Document passage >>
◆ ◆ ◆ ◆ ◆

Though he said he was honored to be recognized, he also noted that the award belongs to his family, his assistants, his mentors and the many players who have been part of his life through the years.

“This is not about Pellicane,” he said. “When these things occur, it’s always — sincerely, sincerely and truly, it’s about all the people you’ve been involved with, and I’ve been lucky to be a teacher and coach to in my life.”

Pellicane said he fell in love with basketball when he began playing in schoolyards while growing up in Brooklyn. His family moved to North Babylon in the 1950s, and his life changed for the better, he said, when he met North Babylon High School coach Brendan McCann, who helped him hone his skills and taught him life lessons he carries with him to this day. McCann, now 86, was drafted by the Knicks in 1957, went on to play three seasons in the NBA and was inducted into the Suffolk Sports Hall of Fame in 1999. Pellicane ended up returning to North Babylon as the boys’ coach, and followed in McCann’s footsteps by becoming a history teacher as well as the director of guidance.

“He instilled values that the scoreboard doesn’t define you,” Pellicane said of McCann. “You may score more points than the other team, but that doesn’t mean you played harder; that doesn’t mean you played better. You have to play the right way.”

Pellicane has passed those values on to his players over the years. “He cares so much about his players, as if they’re like his own children,” Gibson said. “A lot of coaches are like that, but he just has that different mentality, the emotions that he really makes you feel like you’re his own child. He always had that calm mentality. When things were rough, he still remained calm and was always positive.”

Gibson played for Molloy from 2016 until the pandemic-shortened 2020 season. She has since become a teacher’s assistant at William S. Culvert Elementary School in Rockville Centre, and is pursuing a master’s degree in education at Molloy. She said she still maintains a close relationship with her former coach.

Christine Verrelle said that Pellicane helped shape her in many ways, and always preached strong defense to his players. Verrelle played for Dowling from 2011 to 2015, and was a member of the team that went to the national championship game. She has been an assistant coach at Molloy, alongside Pellicane, since 2019. She said she wasn’t surprised that he earned the Hall of Fame honor, and noted that she fondly looks back on Dowling’s run to the national finals.

“It was amazing,” Verrelle said. “I will never forget it, and I don’t think any of us will. Nobody knew who we were. We were this small D-2 school from Long Island — nobody thought we were going to win a game, but he knew. I think Coach P always knew.”

Ihnacinse Grady played for Pellicane at Molloy from 2015 to 2019, and then became an assistant coach. She said he is deserving of the Hall of Fame, and praised him for always being there for his players.

“He used to always tell me, you’re in or you’re out,” Grady recounted. “He basically meant that with basketball, you have to put in effort. You have to work hard every day, no matter the challenges or obstacles you may face. Basketball is a marathon, it’s a long season, so things aren’t always going to be great, but if you dedicate yourself every day and work hard, you’re going to be a winner.”

Pellicane credited his wife, Linda, and his three children — Keith, a math teacher in the Jericho School District, Andrea, a guidance counselor at Pelham High, and Lauren, a guidance counselor and girls’ basketball coach at Haverford High in Pennsylvania — for his success, and praised them for being patient, because coaching has taken up so much of his time over the last 42 years.

Of his players, he added, “The relationships are so special. It’s not like the winning basket. Now, don’t get me wrong, those are special times; those are fun times. You’re never going to forget those, but what makes those special are the young people and the relationships.”

◆ ◆ ◆ ◆ ◆

Provided records >>
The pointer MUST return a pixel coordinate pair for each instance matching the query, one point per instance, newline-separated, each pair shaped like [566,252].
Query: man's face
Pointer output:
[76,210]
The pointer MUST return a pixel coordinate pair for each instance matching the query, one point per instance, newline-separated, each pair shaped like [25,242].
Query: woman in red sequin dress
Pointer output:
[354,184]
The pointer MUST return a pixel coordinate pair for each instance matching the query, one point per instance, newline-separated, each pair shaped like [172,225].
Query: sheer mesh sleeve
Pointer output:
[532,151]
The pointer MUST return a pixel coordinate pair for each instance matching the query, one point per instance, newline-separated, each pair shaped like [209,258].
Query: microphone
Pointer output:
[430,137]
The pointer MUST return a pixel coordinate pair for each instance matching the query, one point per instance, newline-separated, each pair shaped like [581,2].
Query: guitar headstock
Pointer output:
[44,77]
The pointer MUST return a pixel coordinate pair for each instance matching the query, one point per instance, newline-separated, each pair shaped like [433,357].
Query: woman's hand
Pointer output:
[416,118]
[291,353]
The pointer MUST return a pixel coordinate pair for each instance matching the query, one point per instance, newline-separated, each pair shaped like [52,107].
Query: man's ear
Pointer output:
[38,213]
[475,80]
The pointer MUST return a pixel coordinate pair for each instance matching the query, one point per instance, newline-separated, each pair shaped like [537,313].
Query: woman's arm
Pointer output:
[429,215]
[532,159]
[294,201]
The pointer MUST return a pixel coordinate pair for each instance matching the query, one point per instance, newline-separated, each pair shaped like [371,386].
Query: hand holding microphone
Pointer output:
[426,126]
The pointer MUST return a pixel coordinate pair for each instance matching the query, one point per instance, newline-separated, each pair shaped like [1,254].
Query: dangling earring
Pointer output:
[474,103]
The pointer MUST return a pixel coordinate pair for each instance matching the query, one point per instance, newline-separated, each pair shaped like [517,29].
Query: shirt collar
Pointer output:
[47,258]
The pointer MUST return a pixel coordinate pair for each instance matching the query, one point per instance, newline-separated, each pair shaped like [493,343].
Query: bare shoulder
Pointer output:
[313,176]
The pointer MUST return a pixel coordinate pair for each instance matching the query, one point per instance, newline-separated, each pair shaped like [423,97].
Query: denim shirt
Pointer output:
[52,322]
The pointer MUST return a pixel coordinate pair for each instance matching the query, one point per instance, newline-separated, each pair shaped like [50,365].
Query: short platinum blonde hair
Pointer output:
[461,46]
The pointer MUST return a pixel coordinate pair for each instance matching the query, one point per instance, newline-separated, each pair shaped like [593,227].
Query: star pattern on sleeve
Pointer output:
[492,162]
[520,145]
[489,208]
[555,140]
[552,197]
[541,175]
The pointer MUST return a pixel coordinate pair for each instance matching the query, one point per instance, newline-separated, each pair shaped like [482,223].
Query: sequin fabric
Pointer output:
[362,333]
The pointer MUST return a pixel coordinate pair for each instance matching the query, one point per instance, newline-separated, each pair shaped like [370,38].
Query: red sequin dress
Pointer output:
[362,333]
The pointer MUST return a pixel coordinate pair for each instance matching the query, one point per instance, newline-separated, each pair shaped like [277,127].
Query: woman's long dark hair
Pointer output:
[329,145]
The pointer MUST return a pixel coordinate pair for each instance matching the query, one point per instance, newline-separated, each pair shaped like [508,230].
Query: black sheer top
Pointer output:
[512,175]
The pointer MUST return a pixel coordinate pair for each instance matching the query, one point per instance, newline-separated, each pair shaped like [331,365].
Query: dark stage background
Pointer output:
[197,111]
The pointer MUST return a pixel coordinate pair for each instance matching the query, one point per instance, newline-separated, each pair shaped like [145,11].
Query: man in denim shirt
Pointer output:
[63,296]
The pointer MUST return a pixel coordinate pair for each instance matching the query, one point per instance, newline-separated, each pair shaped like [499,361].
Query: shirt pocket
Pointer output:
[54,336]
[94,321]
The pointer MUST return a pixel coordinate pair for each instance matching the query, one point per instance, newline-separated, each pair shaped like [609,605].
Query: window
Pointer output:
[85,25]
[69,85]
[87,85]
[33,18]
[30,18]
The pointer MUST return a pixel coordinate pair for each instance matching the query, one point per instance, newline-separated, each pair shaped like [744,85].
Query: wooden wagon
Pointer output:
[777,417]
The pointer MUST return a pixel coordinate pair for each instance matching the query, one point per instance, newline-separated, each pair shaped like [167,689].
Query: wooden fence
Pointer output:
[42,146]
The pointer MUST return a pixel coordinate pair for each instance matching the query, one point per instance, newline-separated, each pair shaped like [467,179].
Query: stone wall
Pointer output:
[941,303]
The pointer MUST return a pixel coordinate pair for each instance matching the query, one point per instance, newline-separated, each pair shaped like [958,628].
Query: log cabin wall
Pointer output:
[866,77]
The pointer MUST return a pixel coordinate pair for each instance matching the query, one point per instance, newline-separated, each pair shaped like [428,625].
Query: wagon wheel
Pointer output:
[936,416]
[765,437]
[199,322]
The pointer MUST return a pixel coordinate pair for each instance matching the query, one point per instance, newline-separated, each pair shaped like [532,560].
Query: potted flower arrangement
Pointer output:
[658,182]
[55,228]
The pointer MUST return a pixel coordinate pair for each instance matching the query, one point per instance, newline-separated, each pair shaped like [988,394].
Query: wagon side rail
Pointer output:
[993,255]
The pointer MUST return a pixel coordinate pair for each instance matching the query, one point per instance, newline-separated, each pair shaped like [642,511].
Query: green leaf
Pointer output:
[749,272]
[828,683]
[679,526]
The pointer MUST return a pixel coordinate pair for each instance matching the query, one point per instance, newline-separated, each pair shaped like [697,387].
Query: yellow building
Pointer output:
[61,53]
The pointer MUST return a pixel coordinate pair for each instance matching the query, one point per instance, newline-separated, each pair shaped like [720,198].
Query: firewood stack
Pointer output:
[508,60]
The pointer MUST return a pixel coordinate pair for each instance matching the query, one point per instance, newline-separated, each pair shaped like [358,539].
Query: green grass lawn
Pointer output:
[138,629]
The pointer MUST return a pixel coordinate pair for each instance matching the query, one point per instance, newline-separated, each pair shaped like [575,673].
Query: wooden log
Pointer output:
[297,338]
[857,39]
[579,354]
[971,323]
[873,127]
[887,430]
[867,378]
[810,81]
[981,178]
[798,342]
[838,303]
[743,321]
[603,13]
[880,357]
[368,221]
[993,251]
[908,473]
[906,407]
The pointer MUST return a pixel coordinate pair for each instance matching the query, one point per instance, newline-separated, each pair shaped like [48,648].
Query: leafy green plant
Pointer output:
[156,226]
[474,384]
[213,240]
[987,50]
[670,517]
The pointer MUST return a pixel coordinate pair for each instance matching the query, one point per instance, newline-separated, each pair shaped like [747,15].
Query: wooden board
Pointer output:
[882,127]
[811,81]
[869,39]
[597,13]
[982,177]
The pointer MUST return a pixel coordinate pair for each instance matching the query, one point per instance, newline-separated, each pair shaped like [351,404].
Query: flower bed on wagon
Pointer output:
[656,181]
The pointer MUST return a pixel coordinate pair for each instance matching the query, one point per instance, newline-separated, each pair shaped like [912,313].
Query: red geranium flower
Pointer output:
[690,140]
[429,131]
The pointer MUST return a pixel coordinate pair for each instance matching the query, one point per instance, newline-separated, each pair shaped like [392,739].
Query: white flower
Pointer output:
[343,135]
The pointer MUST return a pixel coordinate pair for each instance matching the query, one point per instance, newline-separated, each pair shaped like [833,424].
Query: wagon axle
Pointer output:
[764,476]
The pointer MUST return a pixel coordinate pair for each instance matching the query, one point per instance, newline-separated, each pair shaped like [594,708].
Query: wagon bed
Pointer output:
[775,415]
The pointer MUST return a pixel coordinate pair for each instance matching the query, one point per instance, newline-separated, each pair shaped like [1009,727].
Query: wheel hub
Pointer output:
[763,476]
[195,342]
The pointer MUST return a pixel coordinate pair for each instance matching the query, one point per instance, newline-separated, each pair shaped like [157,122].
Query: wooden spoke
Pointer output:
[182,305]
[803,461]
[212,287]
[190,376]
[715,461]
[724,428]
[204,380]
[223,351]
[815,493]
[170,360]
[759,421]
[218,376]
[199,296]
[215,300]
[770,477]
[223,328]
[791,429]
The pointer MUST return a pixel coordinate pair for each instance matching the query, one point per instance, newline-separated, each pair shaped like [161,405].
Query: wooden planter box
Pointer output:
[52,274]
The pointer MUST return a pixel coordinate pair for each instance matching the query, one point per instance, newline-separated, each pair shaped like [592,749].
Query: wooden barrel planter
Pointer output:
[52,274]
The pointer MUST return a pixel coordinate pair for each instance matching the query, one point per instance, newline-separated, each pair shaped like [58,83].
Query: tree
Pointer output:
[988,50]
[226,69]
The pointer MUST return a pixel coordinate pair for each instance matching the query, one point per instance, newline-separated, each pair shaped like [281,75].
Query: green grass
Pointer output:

◆ ◆ ◆ ◆ ◆

What to do >> In the text about Pellicane's Hall of Fame honor, why did he praise his wife and three children for being patient? Answer in one to three sentences.

Answer space >> He praised them for being patient because coaching has taken up so much of his time over the last 42 years.